Could you copy out the rows below, changing every "detect_objects" to "locate_objects" and keeping everything else as it is?
*** Dataset excerpts
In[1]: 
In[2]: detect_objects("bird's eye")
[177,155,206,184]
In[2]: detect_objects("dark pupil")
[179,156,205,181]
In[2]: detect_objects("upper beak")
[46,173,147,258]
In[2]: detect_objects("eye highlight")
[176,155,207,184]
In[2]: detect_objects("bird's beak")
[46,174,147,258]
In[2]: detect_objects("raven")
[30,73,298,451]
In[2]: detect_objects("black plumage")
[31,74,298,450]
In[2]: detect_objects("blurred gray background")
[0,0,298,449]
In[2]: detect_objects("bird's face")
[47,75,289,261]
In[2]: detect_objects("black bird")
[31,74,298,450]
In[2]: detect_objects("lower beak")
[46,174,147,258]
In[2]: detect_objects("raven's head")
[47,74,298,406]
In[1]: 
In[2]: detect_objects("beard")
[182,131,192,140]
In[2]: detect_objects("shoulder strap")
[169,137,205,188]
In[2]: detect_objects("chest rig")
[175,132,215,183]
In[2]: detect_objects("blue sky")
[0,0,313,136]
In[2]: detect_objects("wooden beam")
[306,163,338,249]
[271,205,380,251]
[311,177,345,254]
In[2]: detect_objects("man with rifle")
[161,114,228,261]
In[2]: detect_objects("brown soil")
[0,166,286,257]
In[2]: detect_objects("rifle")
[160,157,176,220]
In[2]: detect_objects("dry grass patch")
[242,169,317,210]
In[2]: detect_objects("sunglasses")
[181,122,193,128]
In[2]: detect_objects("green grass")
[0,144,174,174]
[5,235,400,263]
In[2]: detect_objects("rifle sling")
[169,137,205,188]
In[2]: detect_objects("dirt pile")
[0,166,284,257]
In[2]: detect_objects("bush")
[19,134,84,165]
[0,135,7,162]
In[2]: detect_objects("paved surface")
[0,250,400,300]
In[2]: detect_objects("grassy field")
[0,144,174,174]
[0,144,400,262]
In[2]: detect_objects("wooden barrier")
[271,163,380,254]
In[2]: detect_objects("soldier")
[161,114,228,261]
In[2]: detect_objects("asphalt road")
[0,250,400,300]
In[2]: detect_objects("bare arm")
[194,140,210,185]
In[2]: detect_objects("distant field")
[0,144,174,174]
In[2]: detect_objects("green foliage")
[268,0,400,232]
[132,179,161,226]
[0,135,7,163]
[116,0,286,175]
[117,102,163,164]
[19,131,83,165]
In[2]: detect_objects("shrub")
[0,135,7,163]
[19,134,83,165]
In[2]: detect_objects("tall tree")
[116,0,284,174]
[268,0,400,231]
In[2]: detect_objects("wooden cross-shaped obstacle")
******
## Expected answer
In[1]: 
In[2]: locate_objects("bird's eye")
[177,155,206,184]
In[2]: locate_objects("dark pupil")
[179,156,205,181]
In[2]: locate_objects("upper beak")
[46,173,147,258]
In[2]: locate_objects("eye highlight")
[176,155,207,184]
In[2]: locate_objects("bird's beak")
[46,174,147,258]
In[2]: locate_objects("raven")
[30,73,298,451]
In[2]: locate_objects("black plumage")
[31,74,298,450]
In[2]: locate_objects("blurred gray background")
[0,0,298,449]
In[2]: locate_objects("bird's face")
[47,75,289,261]
In[2]: locate_objects("black bird")
[31,74,298,450]
In[2]: locate_objects("lower beak")
[46,174,147,258]
In[2]: locate_objects("raven's head")
[47,74,298,406]
In[1]: 
In[2]: locate_objects("beard")
[182,131,192,140]
In[2]: locate_objects("shoulder strap")
[169,137,205,188]
In[2]: locate_objects("chest rig")
[175,132,215,183]
In[2]: locate_objects("blue sky")
[0,0,313,136]
In[2]: locate_objects("wooden beam")
[306,163,338,249]
[271,205,380,251]
[311,177,345,254]
In[2]: locate_objects("man with rifle")
[161,114,228,261]
In[2]: locate_objects("brown soil")
[0,166,286,257]
In[2]: locate_objects("rifle")
[160,157,176,220]
In[2]: locate_objects("dry grass patch")
[242,169,317,210]
In[2]: locate_objects("sunglasses")
[181,122,193,128]
In[2]: locate_objects("green grass")
[0,144,174,174]
[5,235,400,263]
In[2]: locate_objects("rifle sling")
[169,137,205,188]
In[2]: locate_objects("dirt pile")
[0,166,284,257]
In[2]: locate_objects("bush")
[19,134,84,165]
[0,135,7,162]
In[2]: locate_objects("paved surface")
[0,250,400,300]
In[2]: locate_objects("grassy field")
[0,144,174,174]
[0,144,400,262]
In[2]: locate_objects("wooden barrier")
[271,163,380,254]
In[2]: locate_objects("soldier")
[161,114,228,261]
In[2]: locate_objects("asphalt road")
[0,250,400,300]
In[2]: locate_objects("bare arm")
[194,140,210,185]
In[2]: locate_objects("distant field")
[0,144,174,174]
In[2]: locate_objects("green foliage")
[268,0,400,232]
[132,179,161,226]
[0,135,7,163]
[116,0,286,175]
[117,102,163,164]
[19,131,83,165]
In[2]: locate_objects("shrub")
[0,135,7,163]
[19,134,83,165]
In[2]: locate_objects("tall tree")
[116,0,284,174]
[268,0,400,231]
In[2]: locate_objects("wooden cross-shaped obstacle")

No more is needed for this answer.